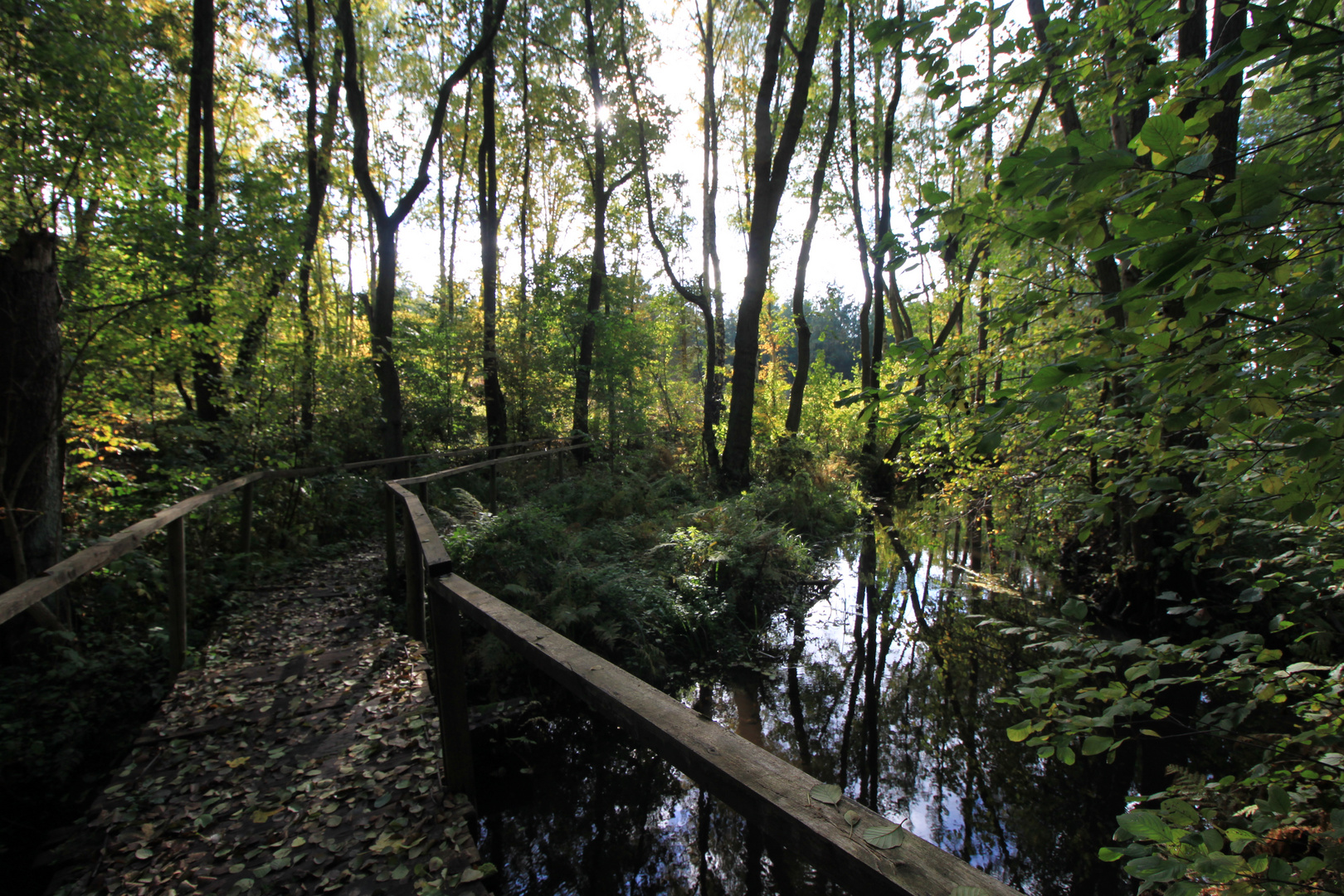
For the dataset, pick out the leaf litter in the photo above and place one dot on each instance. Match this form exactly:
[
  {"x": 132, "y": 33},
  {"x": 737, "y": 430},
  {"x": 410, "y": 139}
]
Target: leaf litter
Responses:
[{"x": 303, "y": 758}]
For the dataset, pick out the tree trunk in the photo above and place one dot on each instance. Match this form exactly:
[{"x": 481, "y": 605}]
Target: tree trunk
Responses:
[
  {"x": 202, "y": 201},
  {"x": 522, "y": 421},
  {"x": 318, "y": 155},
  {"x": 771, "y": 178},
  {"x": 496, "y": 416},
  {"x": 819, "y": 180},
  {"x": 32, "y": 461},
  {"x": 597, "y": 275},
  {"x": 711, "y": 277},
  {"x": 387, "y": 223}
]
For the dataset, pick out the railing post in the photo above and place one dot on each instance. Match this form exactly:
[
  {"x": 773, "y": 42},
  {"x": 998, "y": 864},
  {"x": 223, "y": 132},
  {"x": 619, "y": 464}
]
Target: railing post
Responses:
[
  {"x": 245, "y": 533},
  {"x": 455, "y": 733},
  {"x": 390, "y": 535},
  {"x": 414, "y": 578},
  {"x": 177, "y": 592}
]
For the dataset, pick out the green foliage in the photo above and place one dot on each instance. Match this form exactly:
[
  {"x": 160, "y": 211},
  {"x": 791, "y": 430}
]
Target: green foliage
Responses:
[{"x": 641, "y": 566}]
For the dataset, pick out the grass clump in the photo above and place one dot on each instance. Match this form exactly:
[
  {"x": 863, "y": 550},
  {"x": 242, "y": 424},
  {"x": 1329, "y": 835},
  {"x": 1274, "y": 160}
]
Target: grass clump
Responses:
[{"x": 648, "y": 566}]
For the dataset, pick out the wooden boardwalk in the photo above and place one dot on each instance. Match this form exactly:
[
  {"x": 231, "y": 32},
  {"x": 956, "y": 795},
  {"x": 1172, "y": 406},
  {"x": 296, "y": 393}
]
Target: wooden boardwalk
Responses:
[{"x": 301, "y": 758}]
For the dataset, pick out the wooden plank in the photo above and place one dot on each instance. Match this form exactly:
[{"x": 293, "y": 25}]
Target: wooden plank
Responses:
[
  {"x": 481, "y": 465},
  {"x": 177, "y": 594},
  {"x": 414, "y": 579},
  {"x": 762, "y": 787},
  {"x": 364, "y": 465},
  {"x": 245, "y": 524},
  {"x": 22, "y": 597},
  {"x": 390, "y": 536},
  {"x": 455, "y": 733},
  {"x": 431, "y": 544}
]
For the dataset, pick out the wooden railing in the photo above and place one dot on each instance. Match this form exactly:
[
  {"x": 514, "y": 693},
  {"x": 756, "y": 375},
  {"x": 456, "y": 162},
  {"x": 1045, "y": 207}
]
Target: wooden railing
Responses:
[
  {"x": 27, "y": 596},
  {"x": 762, "y": 787}
]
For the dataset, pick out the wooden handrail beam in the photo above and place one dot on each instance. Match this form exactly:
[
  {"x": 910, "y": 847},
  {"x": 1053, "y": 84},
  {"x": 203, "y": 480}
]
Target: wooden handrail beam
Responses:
[
  {"x": 481, "y": 465},
  {"x": 767, "y": 790},
  {"x": 21, "y": 597},
  {"x": 46, "y": 583}
]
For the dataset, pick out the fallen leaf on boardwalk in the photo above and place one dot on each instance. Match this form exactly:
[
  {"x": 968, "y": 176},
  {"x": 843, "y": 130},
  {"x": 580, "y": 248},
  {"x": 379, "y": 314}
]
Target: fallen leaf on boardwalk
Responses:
[{"x": 197, "y": 815}]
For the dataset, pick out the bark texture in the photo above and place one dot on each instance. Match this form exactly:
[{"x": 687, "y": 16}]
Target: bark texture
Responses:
[{"x": 32, "y": 468}]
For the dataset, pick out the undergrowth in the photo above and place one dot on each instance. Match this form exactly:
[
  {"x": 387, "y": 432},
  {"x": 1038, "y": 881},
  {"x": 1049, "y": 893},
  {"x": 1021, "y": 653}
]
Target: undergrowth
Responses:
[{"x": 647, "y": 564}]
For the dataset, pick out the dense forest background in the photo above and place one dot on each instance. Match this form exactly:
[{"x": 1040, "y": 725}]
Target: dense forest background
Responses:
[{"x": 1094, "y": 308}]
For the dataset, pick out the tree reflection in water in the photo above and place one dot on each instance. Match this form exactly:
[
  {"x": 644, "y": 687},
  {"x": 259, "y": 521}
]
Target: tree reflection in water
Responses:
[{"x": 884, "y": 684}]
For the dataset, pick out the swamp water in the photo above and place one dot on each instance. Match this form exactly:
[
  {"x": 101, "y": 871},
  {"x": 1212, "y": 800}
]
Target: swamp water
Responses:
[{"x": 888, "y": 689}]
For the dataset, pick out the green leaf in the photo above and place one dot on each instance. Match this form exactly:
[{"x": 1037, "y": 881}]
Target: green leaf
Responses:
[
  {"x": 1094, "y": 744},
  {"x": 1278, "y": 801},
  {"x": 1146, "y": 825},
  {"x": 884, "y": 835},
  {"x": 1179, "y": 811},
  {"x": 1157, "y": 868},
  {"x": 1164, "y": 134},
  {"x": 828, "y": 794},
  {"x": 1220, "y": 868},
  {"x": 932, "y": 193}
]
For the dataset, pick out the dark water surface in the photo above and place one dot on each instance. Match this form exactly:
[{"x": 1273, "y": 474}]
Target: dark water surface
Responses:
[{"x": 888, "y": 688}]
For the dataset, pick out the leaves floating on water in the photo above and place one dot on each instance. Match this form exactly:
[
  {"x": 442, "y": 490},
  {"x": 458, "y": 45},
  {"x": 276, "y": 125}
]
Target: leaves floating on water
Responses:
[
  {"x": 828, "y": 794},
  {"x": 889, "y": 837}
]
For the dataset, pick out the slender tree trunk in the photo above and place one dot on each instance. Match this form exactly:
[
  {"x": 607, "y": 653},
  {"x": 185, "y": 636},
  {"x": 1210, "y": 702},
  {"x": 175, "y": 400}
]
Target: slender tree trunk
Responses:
[
  {"x": 202, "y": 201},
  {"x": 819, "y": 180},
  {"x": 711, "y": 278},
  {"x": 523, "y": 425},
  {"x": 318, "y": 141},
  {"x": 32, "y": 457},
  {"x": 387, "y": 223},
  {"x": 496, "y": 416},
  {"x": 771, "y": 176},
  {"x": 597, "y": 275},
  {"x": 1225, "y": 125},
  {"x": 856, "y": 208},
  {"x": 457, "y": 202}
]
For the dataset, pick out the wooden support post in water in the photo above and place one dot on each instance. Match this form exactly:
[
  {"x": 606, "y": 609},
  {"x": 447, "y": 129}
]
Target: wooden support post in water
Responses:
[
  {"x": 390, "y": 535},
  {"x": 414, "y": 579},
  {"x": 450, "y": 694},
  {"x": 177, "y": 592},
  {"x": 245, "y": 527}
]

——————

# Problem requirements
Can you copy every row above word for word, leaving out the pictures?

# Task response
For the dataset, pick out the leaf litter in the photo above and place one dot on each instance. Match this form exactly:
[
  {"x": 132, "y": 33},
  {"x": 737, "y": 430},
  {"x": 410, "y": 139}
]
Target: leaf litter
Responses:
[{"x": 303, "y": 758}]
For the dataset, pick out the tree trunk in the photo above and place one dot on each instance. Match this form exactly:
[{"x": 481, "y": 605}]
Target: tree trunk
Responses:
[
  {"x": 202, "y": 201},
  {"x": 522, "y": 421},
  {"x": 318, "y": 155},
  {"x": 771, "y": 178},
  {"x": 496, "y": 416},
  {"x": 819, "y": 180},
  {"x": 32, "y": 461},
  {"x": 597, "y": 275},
  {"x": 711, "y": 277},
  {"x": 387, "y": 223}
]
For the dataset, pick out the railing post in the photo above and place one dot on each instance. Match this form exactly:
[
  {"x": 773, "y": 42},
  {"x": 998, "y": 864},
  {"x": 223, "y": 132},
  {"x": 619, "y": 464}
]
Target: railing post
Responses:
[
  {"x": 245, "y": 533},
  {"x": 455, "y": 733},
  {"x": 390, "y": 535},
  {"x": 414, "y": 578},
  {"x": 177, "y": 592}
]
For the dataset, pick out the green foliage in the photo above and place one dot on each instance. Match this form exactly:
[
  {"x": 160, "y": 211},
  {"x": 791, "y": 430}
]
Target: green foliage
Responses:
[{"x": 641, "y": 566}]
For the dataset, pick out the grass clump in the photo above and place one dot on each instance. Match this form exactly:
[
  {"x": 863, "y": 550},
  {"x": 242, "y": 424},
  {"x": 1329, "y": 835},
  {"x": 1274, "y": 160}
]
Target: grass clump
Responses:
[{"x": 648, "y": 566}]
For the dataset, pick out the wooden boardwalk in the photo above and place one dot on each instance. Match this form exactly:
[
  {"x": 231, "y": 32},
  {"x": 956, "y": 795},
  {"x": 1172, "y": 406},
  {"x": 296, "y": 393}
]
Target: wooden boardwalk
Responses:
[{"x": 301, "y": 758}]
For the dataset, pick out the wooden plank in the photo above and place one dot on each instance. Match this form exactly:
[{"x": 293, "y": 25}]
Target: wooden plank
Responses:
[
  {"x": 481, "y": 465},
  {"x": 177, "y": 594},
  {"x": 414, "y": 579},
  {"x": 762, "y": 787},
  {"x": 364, "y": 465},
  {"x": 245, "y": 524},
  {"x": 22, "y": 597},
  {"x": 390, "y": 536},
  {"x": 455, "y": 733},
  {"x": 431, "y": 544}
]
For the dataset, pick out the wooden railing in the photo above and place one dot on each instance. Match this form exactly:
[
  {"x": 514, "y": 693},
  {"x": 756, "y": 375},
  {"x": 456, "y": 162},
  {"x": 1045, "y": 207}
]
Target: wooden railing
Responses:
[
  {"x": 27, "y": 596},
  {"x": 762, "y": 787}
]
For the dataset, pick out the wooden handrail beam in the photo above and place one dot on each instance. Match this form exactly:
[
  {"x": 910, "y": 847},
  {"x": 1053, "y": 84},
  {"x": 203, "y": 480}
]
Target: wooden handrail beam
Responses:
[
  {"x": 481, "y": 465},
  {"x": 767, "y": 790},
  {"x": 21, "y": 597},
  {"x": 46, "y": 583}
]
For the dataset, pick out the fallen leaf on boardwalk in the photo above and place one dot on each instance. Match this form exactly:
[
  {"x": 968, "y": 176},
  {"x": 843, "y": 130},
  {"x": 580, "y": 248},
  {"x": 379, "y": 314}
]
Target: fallen leaf on boardwalk
Responses:
[{"x": 197, "y": 815}]
For the dataset, pick out the bark texture in the photo above and place one dot on each instance. Match this form exactly:
[{"x": 687, "y": 16}]
Target: bark texture
Responses:
[{"x": 32, "y": 468}]
For the dataset, pick out the undergrowth in the photo above and place one dot on each instance. Match this form exactly:
[
  {"x": 387, "y": 432},
  {"x": 1038, "y": 881},
  {"x": 1049, "y": 893},
  {"x": 1021, "y": 653}
]
Target: undergrowth
Responses:
[{"x": 647, "y": 564}]
For the dataset, pick out the dense forest background in the photo above and place one dot on each instance. Match this form exactly:
[{"x": 1040, "y": 725}]
Target: dense forest background
Responses:
[{"x": 1094, "y": 308}]
For the dataset, pick out the tree reflection in water in the photo above and place one dot on each instance. Match this form exactly:
[
  {"x": 644, "y": 687},
  {"x": 259, "y": 521}
]
Target: tree reflection in water
Responses:
[{"x": 884, "y": 684}]
For the dataset, pick out the swamp water in the photo above and place one dot on each instance. Match this form exactly:
[
  {"x": 101, "y": 871},
  {"x": 1212, "y": 800}
]
Target: swamp water
Responses:
[{"x": 888, "y": 689}]
For the dataset, pick out the green leaf in the photo above and place one dot on each instance. Match this form exactly:
[{"x": 1037, "y": 881}]
Target: green leaf
Responses:
[
  {"x": 1094, "y": 744},
  {"x": 1278, "y": 801},
  {"x": 1146, "y": 825},
  {"x": 884, "y": 835},
  {"x": 1179, "y": 811},
  {"x": 1157, "y": 868},
  {"x": 1164, "y": 134},
  {"x": 828, "y": 794},
  {"x": 1220, "y": 868},
  {"x": 932, "y": 193}
]
For the dataset, pick out the dark water surface in the photo above and place one dot on each instance. Match this form exactly:
[{"x": 1273, "y": 474}]
Target: dark water surface
Responses:
[{"x": 888, "y": 688}]
For the dataset, pick out the leaves floating on water in the photo above and place one dot on each instance. Match this form exactly:
[
  {"x": 442, "y": 490},
  {"x": 458, "y": 45},
  {"x": 276, "y": 125}
]
Target: leaves floating on water
Responses:
[
  {"x": 828, "y": 794},
  {"x": 889, "y": 837}
]
For the dataset, pick out the slender tree trunk in the photo above and place one dot on each instance. Match this form exactly:
[
  {"x": 607, "y": 653},
  {"x": 185, "y": 636},
  {"x": 1210, "y": 702},
  {"x": 175, "y": 400}
]
Target: slender tree trunk
Responses:
[
  {"x": 202, "y": 201},
  {"x": 819, "y": 180},
  {"x": 711, "y": 278},
  {"x": 523, "y": 425},
  {"x": 318, "y": 141},
  {"x": 32, "y": 457},
  {"x": 387, "y": 223},
  {"x": 496, "y": 416},
  {"x": 771, "y": 176},
  {"x": 597, "y": 275},
  {"x": 1225, "y": 125},
  {"x": 856, "y": 208},
  {"x": 457, "y": 202}
]
For the dataset, pick out the wooden support post in water in the photo above and place one dot on each instance. Match this form exactly:
[
  {"x": 606, "y": 609},
  {"x": 447, "y": 129}
]
Target: wooden support post in water
Responses:
[
  {"x": 390, "y": 535},
  {"x": 414, "y": 579},
  {"x": 450, "y": 694},
  {"x": 177, "y": 592},
  {"x": 245, "y": 527}
]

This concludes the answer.